## DIRECTIONS FOR THIS TASK
The records below are to be restated word for word; their pictures are not.

(Natural language region descriptions)
━━━

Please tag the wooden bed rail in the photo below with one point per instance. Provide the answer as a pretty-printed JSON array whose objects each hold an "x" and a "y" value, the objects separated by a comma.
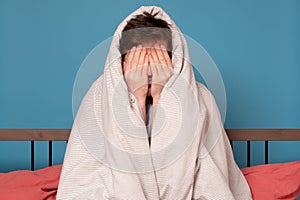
[
  {"x": 248, "y": 135},
  {"x": 233, "y": 134}
]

━━━

## SOLUTION FOR THIS PROBLEM
Please tag the wooden bed rail in the photo below with one point per instance. Provide the answer as a pretty-printed JSON array whose objects each hold an "x" and a "y" value, the objects separated by a comma.
[
  {"x": 248, "y": 135},
  {"x": 233, "y": 134}
]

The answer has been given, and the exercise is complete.